Zeilen aus einem Datensatz:
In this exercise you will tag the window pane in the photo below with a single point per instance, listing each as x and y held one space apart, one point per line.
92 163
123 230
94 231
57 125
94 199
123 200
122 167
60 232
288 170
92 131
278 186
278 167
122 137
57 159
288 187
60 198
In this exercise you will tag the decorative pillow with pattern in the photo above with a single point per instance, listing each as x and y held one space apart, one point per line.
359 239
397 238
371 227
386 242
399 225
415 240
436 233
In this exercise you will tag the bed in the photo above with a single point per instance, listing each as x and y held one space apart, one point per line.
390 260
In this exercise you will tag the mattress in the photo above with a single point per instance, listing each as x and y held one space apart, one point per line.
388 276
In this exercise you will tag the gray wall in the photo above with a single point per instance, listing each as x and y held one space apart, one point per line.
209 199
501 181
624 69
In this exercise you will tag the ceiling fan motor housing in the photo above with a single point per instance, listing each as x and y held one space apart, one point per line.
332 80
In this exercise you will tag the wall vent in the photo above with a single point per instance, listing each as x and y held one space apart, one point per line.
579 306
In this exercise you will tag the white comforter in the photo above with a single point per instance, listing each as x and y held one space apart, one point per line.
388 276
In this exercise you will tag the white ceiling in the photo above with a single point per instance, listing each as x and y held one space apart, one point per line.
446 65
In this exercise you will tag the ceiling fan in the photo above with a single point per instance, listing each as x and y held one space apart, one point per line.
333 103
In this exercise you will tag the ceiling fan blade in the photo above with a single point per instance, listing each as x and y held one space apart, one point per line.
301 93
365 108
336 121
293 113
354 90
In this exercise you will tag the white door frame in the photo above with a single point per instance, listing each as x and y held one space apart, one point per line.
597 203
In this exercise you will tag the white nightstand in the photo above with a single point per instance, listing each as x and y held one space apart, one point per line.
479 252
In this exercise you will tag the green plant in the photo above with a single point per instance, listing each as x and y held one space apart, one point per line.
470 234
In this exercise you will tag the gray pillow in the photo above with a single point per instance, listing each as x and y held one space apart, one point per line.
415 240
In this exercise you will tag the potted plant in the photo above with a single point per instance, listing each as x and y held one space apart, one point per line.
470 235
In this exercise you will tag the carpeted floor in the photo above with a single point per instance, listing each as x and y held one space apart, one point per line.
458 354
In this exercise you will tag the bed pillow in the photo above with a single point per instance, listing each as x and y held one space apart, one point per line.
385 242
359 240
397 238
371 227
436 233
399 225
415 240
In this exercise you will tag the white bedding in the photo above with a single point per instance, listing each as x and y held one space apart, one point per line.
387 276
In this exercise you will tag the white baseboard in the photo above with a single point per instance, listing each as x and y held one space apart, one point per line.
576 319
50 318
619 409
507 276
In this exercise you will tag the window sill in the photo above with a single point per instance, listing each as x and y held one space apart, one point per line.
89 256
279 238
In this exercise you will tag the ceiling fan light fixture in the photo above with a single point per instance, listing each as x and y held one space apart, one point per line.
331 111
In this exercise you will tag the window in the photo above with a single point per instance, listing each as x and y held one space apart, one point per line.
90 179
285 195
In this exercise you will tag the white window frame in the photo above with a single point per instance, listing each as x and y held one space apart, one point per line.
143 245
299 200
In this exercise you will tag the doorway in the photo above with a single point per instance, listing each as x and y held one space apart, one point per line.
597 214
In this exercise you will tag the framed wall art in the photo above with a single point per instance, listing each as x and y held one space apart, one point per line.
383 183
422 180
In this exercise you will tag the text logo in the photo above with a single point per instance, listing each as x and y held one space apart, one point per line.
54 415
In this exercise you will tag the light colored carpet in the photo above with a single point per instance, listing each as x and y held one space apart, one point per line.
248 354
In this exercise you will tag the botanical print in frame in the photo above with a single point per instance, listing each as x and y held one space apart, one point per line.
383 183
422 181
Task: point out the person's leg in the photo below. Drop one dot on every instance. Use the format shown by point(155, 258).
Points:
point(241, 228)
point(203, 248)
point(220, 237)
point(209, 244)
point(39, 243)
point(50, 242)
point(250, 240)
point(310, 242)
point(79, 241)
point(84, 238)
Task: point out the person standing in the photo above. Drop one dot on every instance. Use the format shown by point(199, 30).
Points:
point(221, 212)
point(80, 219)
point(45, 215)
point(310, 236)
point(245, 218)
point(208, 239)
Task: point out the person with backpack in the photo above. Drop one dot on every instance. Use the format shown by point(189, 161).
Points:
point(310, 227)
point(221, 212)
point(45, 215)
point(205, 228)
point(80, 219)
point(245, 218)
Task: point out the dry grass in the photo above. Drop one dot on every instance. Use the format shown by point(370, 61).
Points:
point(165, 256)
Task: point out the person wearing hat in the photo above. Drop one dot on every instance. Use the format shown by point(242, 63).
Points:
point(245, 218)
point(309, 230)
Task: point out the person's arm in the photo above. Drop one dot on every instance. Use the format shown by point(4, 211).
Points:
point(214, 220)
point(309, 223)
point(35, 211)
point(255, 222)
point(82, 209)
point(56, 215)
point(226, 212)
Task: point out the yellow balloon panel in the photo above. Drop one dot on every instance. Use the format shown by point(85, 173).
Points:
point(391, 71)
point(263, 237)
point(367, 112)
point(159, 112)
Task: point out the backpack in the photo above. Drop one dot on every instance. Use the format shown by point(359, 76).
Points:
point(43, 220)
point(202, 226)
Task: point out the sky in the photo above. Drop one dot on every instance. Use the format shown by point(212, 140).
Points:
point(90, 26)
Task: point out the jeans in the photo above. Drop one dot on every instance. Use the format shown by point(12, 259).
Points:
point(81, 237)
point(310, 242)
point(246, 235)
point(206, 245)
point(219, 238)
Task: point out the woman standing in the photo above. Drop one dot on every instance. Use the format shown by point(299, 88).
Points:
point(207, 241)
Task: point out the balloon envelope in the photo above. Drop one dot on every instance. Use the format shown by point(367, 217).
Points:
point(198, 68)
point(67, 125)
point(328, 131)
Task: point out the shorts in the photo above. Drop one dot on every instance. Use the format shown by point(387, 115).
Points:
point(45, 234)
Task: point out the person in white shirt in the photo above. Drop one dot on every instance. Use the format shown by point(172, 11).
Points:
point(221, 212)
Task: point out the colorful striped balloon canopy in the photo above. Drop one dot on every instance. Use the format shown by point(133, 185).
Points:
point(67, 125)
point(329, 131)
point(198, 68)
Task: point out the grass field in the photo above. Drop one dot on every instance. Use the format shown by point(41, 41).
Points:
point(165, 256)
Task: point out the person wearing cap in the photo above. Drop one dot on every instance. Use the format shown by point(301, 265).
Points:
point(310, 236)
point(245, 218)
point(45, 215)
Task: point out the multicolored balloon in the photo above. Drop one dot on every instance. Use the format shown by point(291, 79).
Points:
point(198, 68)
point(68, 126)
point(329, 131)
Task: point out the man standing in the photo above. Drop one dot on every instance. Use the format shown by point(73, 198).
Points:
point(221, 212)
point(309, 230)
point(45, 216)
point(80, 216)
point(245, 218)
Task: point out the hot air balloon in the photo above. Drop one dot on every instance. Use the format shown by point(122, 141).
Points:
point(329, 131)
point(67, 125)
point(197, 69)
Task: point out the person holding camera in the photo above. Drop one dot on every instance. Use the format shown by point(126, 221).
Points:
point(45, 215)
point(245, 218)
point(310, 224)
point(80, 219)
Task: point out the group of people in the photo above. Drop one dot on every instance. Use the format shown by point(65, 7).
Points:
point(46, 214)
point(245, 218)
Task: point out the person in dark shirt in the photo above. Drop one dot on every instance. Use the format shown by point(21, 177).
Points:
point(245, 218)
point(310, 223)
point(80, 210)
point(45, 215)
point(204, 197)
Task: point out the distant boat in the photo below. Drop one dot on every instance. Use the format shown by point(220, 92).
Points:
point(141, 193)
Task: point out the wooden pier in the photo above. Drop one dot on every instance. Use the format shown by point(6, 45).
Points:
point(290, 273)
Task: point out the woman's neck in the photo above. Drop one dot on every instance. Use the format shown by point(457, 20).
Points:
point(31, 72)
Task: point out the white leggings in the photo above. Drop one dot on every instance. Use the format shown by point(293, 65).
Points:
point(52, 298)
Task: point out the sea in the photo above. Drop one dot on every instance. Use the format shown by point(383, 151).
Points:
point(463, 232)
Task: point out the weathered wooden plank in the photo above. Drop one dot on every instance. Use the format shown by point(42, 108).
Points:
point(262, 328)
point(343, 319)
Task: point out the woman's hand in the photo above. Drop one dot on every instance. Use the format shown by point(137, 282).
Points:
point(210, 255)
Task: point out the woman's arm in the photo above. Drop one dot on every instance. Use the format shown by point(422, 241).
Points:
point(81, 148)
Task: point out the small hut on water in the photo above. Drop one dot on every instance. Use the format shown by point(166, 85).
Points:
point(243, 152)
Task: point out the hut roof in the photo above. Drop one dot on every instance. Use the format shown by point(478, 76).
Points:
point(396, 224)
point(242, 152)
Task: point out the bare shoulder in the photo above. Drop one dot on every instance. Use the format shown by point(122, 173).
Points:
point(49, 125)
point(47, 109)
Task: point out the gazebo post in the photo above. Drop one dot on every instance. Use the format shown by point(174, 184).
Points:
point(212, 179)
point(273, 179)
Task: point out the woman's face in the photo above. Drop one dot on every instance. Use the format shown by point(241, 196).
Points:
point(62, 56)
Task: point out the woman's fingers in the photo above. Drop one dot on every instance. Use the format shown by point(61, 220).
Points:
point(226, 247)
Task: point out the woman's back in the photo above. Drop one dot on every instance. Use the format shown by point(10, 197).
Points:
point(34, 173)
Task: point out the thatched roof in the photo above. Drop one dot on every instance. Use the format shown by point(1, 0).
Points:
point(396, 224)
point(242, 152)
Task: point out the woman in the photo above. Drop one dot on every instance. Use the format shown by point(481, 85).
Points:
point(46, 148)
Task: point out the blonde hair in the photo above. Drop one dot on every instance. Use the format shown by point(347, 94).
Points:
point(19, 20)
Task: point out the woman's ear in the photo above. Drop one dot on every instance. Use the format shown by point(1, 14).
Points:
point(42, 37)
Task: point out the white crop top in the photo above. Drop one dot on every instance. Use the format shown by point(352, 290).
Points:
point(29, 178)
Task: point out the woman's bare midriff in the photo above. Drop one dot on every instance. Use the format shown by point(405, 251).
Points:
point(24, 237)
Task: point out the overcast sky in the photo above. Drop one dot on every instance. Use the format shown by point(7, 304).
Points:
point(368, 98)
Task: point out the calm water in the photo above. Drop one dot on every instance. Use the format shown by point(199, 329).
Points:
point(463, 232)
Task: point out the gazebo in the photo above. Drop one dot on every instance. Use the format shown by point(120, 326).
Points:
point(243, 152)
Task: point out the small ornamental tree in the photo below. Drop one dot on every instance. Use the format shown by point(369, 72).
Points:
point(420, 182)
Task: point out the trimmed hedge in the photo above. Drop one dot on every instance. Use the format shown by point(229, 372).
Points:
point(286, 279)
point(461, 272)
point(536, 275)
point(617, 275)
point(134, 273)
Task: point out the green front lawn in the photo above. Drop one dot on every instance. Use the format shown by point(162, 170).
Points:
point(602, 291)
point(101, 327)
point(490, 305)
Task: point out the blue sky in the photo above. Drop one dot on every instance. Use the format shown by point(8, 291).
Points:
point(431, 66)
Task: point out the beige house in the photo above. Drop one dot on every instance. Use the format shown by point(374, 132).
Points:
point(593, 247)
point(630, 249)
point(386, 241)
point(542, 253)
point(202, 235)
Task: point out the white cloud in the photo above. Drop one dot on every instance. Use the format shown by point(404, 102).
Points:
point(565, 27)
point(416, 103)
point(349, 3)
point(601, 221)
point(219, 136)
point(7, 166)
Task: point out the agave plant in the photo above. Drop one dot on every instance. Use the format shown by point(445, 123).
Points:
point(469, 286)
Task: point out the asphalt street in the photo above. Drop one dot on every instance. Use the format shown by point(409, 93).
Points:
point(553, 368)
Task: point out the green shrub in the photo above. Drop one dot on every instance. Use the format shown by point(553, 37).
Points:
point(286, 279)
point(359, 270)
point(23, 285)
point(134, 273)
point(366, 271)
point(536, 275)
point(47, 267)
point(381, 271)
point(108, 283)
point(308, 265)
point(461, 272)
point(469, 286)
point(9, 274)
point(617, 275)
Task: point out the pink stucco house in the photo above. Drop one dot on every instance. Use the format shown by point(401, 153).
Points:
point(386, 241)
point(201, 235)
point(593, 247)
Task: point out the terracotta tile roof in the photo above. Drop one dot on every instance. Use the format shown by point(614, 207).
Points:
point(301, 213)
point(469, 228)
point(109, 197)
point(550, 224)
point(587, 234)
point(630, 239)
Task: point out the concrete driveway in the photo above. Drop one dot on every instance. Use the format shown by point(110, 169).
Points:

### [Aufgabenbeschreibung]
Beginne bei der Zeile mit „Task: point out the person's arm“ und höre nach der Zeile mit „point(328, 131)“ auf. Gib diese Zeilen samt Aufforderungen erneut aus, skaliere dabei jede Koordinate in den Antworten mit dem Faktor 2,3 und runde auf ganze Zahlen (Hälften aufrunden), während die Zahlen in den Aufforderungen und ihren Formatbeispielen unverändert bleiben.

### [Lösung]
Task: point out the person's arm in the photo above. Drop one dot on every instance. Use the format shown by point(4, 211).
Points:
point(492, 506)
point(711, 513)
point(81, 485)
point(587, 511)
point(189, 481)
point(129, 495)
point(520, 488)
Task: point out the yellow balloon panel in the photo above. Drop one dot on every instance. Use the format shown by point(85, 173).
Points:
point(899, 163)
point(605, 545)
point(844, 258)
point(366, 258)
Task: point out the backpack in the photo above. Drop one dot on every instance. Use the format shown by point(359, 76).
Points:
point(99, 506)
point(465, 520)
Task: point out the sky in the photo above. Drop one dot on every instance. Use the format shown by point(212, 140).
Points:
point(207, 60)
Task: point out the jeans in the photo above. Drop one dot on every instance. Use the format shown by point(12, 259).
Points:
point(186, 545)
point(713, 557)
point(566, 541)
point(474, 564)
point(504, 547)
Task: point out the woman standing in the photo above. Drop one dot on every instance. Use the format shown by point(299, 88).
Points:
point(476, 554)
Task: point out the balloon envelope in the photo above. Drop one dot on every instance. Use the format shown by point(367, 217).
Points:
point(455, 156)
point(154, 288)
point(754, 301)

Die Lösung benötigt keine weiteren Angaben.